* Start The data *

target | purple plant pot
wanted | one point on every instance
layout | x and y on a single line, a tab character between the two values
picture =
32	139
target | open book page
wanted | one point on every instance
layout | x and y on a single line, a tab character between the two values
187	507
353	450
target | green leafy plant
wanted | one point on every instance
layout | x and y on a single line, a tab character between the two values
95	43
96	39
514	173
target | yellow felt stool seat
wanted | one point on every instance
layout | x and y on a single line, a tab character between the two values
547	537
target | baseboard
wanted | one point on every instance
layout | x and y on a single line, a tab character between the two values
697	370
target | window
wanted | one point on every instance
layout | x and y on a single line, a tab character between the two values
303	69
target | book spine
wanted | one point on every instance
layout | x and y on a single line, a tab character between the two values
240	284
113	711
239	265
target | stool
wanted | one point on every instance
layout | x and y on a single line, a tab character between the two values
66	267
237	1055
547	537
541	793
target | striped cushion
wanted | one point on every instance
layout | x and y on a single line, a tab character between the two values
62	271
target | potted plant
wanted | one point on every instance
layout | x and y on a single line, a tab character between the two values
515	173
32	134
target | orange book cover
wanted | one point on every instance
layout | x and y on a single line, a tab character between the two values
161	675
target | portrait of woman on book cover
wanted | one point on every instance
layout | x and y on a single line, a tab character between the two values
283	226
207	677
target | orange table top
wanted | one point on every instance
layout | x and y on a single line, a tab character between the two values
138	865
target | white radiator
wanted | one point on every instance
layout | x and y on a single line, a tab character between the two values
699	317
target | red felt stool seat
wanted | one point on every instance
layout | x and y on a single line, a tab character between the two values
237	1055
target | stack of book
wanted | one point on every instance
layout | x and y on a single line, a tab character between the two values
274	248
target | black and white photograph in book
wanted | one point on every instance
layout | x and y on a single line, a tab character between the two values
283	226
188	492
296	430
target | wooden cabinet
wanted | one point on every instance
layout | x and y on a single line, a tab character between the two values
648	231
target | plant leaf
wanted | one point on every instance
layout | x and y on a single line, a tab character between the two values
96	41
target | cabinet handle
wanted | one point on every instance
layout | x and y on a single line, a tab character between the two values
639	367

* End The data *

Problem statement »
Make an exact copy of every entry.

Finished task »
target | purple plant pot
wanted | one point on every instance
layout | x and y on a single line, a tab character between the two values
picture =
32	139
target | open book page
wanted | one point on every instance
layout | x and y on a single line, a tab character between the two values
187	507
353	450
target | green leafy plant
wanted | one point on every instance
layout | x and y on a single line, a tab character between the two values
95	43
96	39
514	173
target | yellow felt stool seat
wanted | one point on every instance
layout | x and y on a single line, a tab character between the two values
547	537
target | baseboard
wanted | one point on every instance
layout | x and y on a single line, a tab character between the two values
697	370
target | window
wanted | one point on every instance
layout | x and y on a single line, a tab character between the two values
303	69
target | book spine
wanted | one point on every instance
layout | x and y on a single line, a tab character between the two values
240	284
113	711
239	265
target | stool
wanted | one point on every instance
layout | x and y on a single line, a tab character between the two values
66	267
237	1055
547	537
541	793
target | striped cushion
wanted | one point on every instance
layout | x and y on a single line, a tab character between the two values
62	271
target | potted plant
wanted | one point on every instance
layout | x and y on a single line, a tab character between the two values
515	173
32	134
target | orange book cover
wanted | one point on every instance
layout | x and y on a single line, a tab character between the two values
161	675
target | portrait of woman on book cover
wanted | one point on every instance
layout | x and y on a single line, a tab character between the two values
283	226
207	677
target | orange table top
wanted | one point on every instance
layout | x and y on a single line, a tab character between the two values
138	865
target | white radiator
wanted | one point on every instance
layout | x and y on a single line, a tab character between the two values
699	317
target | red felt stool seat
wanted | one point on every instance
layout | x and y on a single line, a tab character between the two values
237	1055
target | stack of book
wanted | one point on every instance
layout | x and y on a single line, a tab character between the two values
274	248
target | black and white photograph in book
wanted | one point on every instance
layout | x and y on a single line, a tab character between the two values
283	226
188	492
296	430
target | wooden cabinet
wanted | one point on every instance
layout | x and y on a single line, a tab character between the two values
648	231
target | plant leaf
wanted | one point on every instance
layout | x and y on a single line, a tab character between the two values
96	41
target | cabinet handle
wanted | one point on every instance
layout | x and y on a single line, a tab character between the two values
639	367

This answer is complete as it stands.